The Swedish model as a solution to the bank crisis, as proposed in the
Financial Times.
Ann
The Swedish model is the best hope for western banks
By Christopher Wood
Published: January 20 2009 02:00 | Last updated: January 20 2009
02:00
As newspaper headlines are full of stories about more forced capital
injections by governments into leading American and British banks, it has
surely become time to end the present ad hoc approach to the intensifying
banking crisis.
In the US and Britain most of the big banks have now become a weird
hybrid of public and private sector, given growing government equity
stakes in these banks. This raises the issue of the deeply flawed policy
response to the crisis. This is that if the authorities are not prepared
to let insolvent financial institutions go bust, which would be the
quickest, most effective way to correct excesses, as the Lehman precedent
demonstrates, the next best way is to nationalise the, in effect bust,
banks outright. This remains the opposite of what is happening in the US
and the other country most vulnerable to an imploding financial services
sector, namely Britain. Rather, what is happening is nationalisation by
stealth.
This approach reached its ludicrous extreme in the November bail-out of
Citigroup, where the US government put more money in than the entire
market capitalisation of the company on the day the deal was announced.
But the taxpayer ended up with only a 7.8 per cent equity stake while
incumbent management was left in place! Yet now, just two months later,
still more taxpayer money looks as if it is about to be poured into
Citigroup, while a similar sweetheart deal has been done with Bank of
America.
This approach is a recipe for gross conflicts of interest. It means the
institutions receiving taxpayer money are encouraged to continue to avoid
ultimately necessary writedowns because of the hope of yet more
bail-outs. Yet the reality is that there is an established template for
what to do in banking crises if governments remain determined, as they
do, not to allow bank failures. That is the Swedish model of the early
1990s.

-=-=-

[JOBS]:
(a) In the op-ed on the Swedish model for banks, why does the author call the November bail-out of Citigroup the "ludicrous extreme" of the current approach? Answer in one to three sentences.
(b) Answer the following questions using the op-ed on the Swedish model for banks.
(i) On what date was the piece published?
(ii) Which bank, besides Citigroup, is said to have received a similar sweetheart deal?
(iii) According to the author, what would be the quickest, most effective way to correct excesses?
(c) Pick up the op-ed on the Swedish model for banks where it stops, and continue the argument in the same style.

-=-=-

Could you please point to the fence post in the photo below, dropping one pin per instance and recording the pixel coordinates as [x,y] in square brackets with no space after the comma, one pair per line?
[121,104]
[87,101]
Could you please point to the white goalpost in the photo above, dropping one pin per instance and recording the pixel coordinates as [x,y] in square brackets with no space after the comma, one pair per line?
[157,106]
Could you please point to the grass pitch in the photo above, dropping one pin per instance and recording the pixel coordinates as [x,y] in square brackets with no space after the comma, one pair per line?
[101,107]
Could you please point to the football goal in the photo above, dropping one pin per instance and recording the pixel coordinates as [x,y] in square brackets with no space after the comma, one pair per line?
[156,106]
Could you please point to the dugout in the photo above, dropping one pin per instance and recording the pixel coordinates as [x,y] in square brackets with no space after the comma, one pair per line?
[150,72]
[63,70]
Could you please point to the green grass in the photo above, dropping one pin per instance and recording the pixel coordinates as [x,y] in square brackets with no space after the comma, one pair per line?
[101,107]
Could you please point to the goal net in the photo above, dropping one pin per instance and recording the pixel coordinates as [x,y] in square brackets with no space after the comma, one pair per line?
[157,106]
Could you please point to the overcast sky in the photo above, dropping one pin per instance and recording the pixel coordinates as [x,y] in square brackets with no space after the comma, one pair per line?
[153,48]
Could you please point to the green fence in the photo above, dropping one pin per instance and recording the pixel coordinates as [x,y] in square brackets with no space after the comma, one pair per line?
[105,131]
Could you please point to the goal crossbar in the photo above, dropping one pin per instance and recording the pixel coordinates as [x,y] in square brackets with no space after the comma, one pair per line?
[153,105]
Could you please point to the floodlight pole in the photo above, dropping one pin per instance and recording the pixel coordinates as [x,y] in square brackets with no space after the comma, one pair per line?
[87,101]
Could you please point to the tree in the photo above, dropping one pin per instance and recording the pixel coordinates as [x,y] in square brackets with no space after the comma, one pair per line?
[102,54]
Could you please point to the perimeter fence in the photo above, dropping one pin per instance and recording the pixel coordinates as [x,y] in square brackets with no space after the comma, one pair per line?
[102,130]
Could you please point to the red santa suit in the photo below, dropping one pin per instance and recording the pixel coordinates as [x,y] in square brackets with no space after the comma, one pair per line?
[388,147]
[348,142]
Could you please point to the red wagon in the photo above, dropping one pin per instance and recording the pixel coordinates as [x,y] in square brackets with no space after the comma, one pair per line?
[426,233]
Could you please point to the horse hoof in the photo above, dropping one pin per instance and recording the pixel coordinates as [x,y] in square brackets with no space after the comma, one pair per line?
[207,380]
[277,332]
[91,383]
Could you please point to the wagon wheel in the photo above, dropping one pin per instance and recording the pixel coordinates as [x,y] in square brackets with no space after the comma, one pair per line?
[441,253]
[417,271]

-=-=-

[OUTPUTS]:
(a) The US government put more money into Citigroup than the company's entire market capitalization on the day the deal was announced. Even so, the taxpayer received only a 7.8 per cent equity stake, and incumbent management was left in place.

(b)
(i) January 20, 2009.
(ii) Bank of America.
(iii) Letting insolvent financial institutions go bust.

(c)
Under this model banks were nationalised, fully aligning the interests of
the institution with that of the taxpayer, while the depositor was fully
protected. In the process shareholders were in effect wiped out, as they
should be, and incumbent management was replaced, as it should be. This
left none of the massive conflicts of interest, as well as perverse
unintended consequences, caused by the present anomalous situation in the
west where too many banks are being rewarded for failure - leading,
incidentally, to a massive competitive disadvantage for those banks that
managed their affairs more prudently.
A crucial principle of the Swedish model is that banks were forced to
write down their assets to market and take the hit to their equity before
the recapitalisation began. This is of course precisely what has not
happened in either the US or Britain, where too many policy measures seek
to delay asset price clearing and only add public sector debt on top of
existing private sector debt. This is why the current approach in the
west to the banking crisis can be compared more accurately with Japanese
policy in the 1990s, and that clearly did not work. The outcome, as then,
is increasingly zombie-like banks.
The ultimate endgame in countries such as the US and Britain is still
likely to be full-scale nationalisation of most of the banking system, as
the logic of such action finally becomes overwhelming. But it would be
much better if this were done proactively rather than reactively, since
it would accelerate resolution of the financial crisis. This is why
nationalising the banks would also be bullish for stock markets, if not
for the specific bank stocks themselves - although, obviously, there are
powerful vested interests wanting to prevent such an ultimate course of
action.
Another point about nationalisation, as in the Swedish model, is that it
allows the government to separate the bad assets from banks' balance
sheets and place them in one big "bad bank". This should enable
whatever is left of the smaller "good" bank, which should be
managed by old-fashioned commercial bankers, to become a viable private
sector operator again more quickly. Another more technical, albeit
important, point is that, given that many of the bad assets in this cycle
will be derivative- related in some form or other, where two nationalised
banks have been counterparties to the same transaction the derivative
deal could be in effect terminated or cancelled because the government
would be the owner of both entities. In this respect the limited number
of counterparties in the $55,000bn (as estimated by the International
Swaps and Derivatives Association in mid-2008) credit default swap market
could suddenly become a positive and not, as now, a
systemic negative.
It is true the Swedish model is not a pain-free panacea. It would just
mean the beginning of an orderly work out. Unfortunately, the
deflationary pain is inevitable because of the scale of the credit boom
of recent years, the excesses of which were ignored for so long by the
relevant central bankers.
Christopher Wood, equity strategist for CLSA Ltd, in Hong Kong, is the
author of The Bubble Economy (first published by Atlantic Monthly Press,
1992)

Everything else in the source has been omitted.